- Regular edition

Studio album by Naniwa Danshi
- Released: July 2, 2025
- Genre: J-pop
- Length: 53:01 (First limited edition 1); 65:10 (First limited edition 2); 60:56 (Regular edition);
- Label: Storm Labels

Naniwa Danshi chronology
| +Alpha (2024) | Bon Bon Voyage (2025) | ND^{5} (2026) |

Singles from Bon Bon Voyage
- "Koisuru Hikari" Released: August 28, 2024; "Arigatō Kokoro kara/Yūki 100% (Digital single)" Released: November 22, 2024; "Doki it" Released: February 26, 2025; "Gira Gira Summer (Digital single)" Released: June 1, 2025;

Music video
- "Over The Horizon! [Official Teaser]" on YouTube "Giragira Summer" on YouTube "Yūki 100% [Anime Collaboration Movie]" on YouTube

= Bon Bon Voyage =

Bon Bon Voyage is the fourth studio album by Japanese boy band Naniwa Danshi. It was released on July 2, 2025.

The album is themed around "travel and adventure" and includes 14 tracks, featuring previously released singles such as “Koisuru Hikari” and “Doki it”, as well as digital releases “Yūki 100%” and “Arigatō Kokoro kara”.

The album also features new songs such as “Over The Horizon!” and the summer-themed track “Giragira Summer”, which was used in a commercial for Round One.

== Background and release ==

Bon Bon Voyage was released approximately one year after the group's previous album +Alpha. The album was produced with the concept of "travel and adventure", incorporating songs that express excitement, anticipation, and emotional journeys.

▶ [Given material]
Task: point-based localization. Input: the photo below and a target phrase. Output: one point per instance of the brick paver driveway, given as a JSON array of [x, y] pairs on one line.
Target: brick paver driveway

▶ [Set tasks]
1 – According to the Bon Bon Voyage article, which company's commercial featured the track “Giragira Summer”?
2 – Extend the Bon Bon Voyage article past its final sentence.

▶ [Answers given]
1 – Round One.

2 –
The album contains 14 tracks, including the singles “Koisuru Hikari” and “Doki it”, as well as previously released digital songs such as “Yūki 100%” and “Arigatō Kokoro kara”. New songs include “Over The Horizon!”, which depicts the beginning of a journey, and “Giragira Summer”, a bright summer song used in a Round One commercial.

The album was released in three formats: limited edition 1, limited edition 2, and a regular edition. Limited edition 1 includes music videos and making-of footage for “Over The Horizon!” and “Giragira Summer”, while limited edition 2 includes three unit songs along with their music videos and behind-the-scenes footage. The regular edition includes additional bonus tracks.

In support of the album, the group also announced the nationwide arena tour “Naniwa Danshi LIVE TOUR 2025 'BON BON VOYAGE'”, which consists of 43 performances across nine cities.

== Chart performance ==

Bon Bon Voyage debuted at number one on the Oricon Weekly Albums Chart, marking Naniwa Danshi's fourth consecutive number-one album since their debut. It also topped the Oricon Weekly Combined Albums Chart.

On Billboard Japan, the album debuted at number one on both the Top Albums Sales chart and the Hot Albums chart. It additionally charted within the top 10 of the Top Download Albums chart.

The album ranked number two on the Oricon Monthly Albums Chart for July 2025 and number 13 on the Oricon Yearly Albums Ranking for 2025. On Billboard Japan's year-end chart, it ranked number 15 on the Top Albums Sales chart.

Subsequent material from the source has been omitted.